>> START

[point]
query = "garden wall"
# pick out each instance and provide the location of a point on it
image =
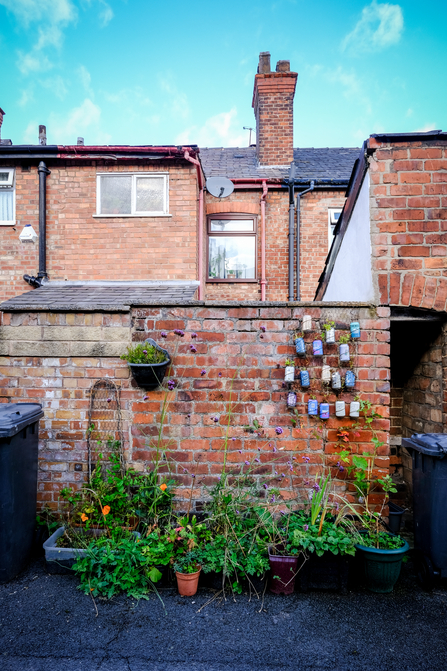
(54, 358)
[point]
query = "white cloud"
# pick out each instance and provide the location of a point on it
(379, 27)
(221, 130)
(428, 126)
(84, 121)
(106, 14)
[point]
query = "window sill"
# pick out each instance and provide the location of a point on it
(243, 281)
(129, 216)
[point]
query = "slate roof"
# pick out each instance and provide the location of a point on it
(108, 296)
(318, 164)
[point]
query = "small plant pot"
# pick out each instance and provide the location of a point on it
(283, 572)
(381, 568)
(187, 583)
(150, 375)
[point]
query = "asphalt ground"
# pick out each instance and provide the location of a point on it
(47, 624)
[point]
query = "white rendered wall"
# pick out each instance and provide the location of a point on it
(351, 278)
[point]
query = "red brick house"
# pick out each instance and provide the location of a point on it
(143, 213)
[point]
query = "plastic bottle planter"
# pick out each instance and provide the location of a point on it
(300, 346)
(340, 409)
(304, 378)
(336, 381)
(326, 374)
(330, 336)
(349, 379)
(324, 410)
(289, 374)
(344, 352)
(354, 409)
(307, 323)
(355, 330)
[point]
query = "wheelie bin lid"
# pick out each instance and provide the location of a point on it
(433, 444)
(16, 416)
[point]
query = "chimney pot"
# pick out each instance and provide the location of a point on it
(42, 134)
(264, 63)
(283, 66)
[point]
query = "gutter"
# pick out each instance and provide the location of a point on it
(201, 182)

>> END
>> START

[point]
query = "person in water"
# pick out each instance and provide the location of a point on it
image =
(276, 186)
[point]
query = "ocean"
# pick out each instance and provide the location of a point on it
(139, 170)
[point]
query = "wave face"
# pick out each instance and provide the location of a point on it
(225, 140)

>> END

WORK REQUIRED
State how many lines of the listing above contain the string "white", matching case. Give only the number.

SOLUTION TO THIS TASK
2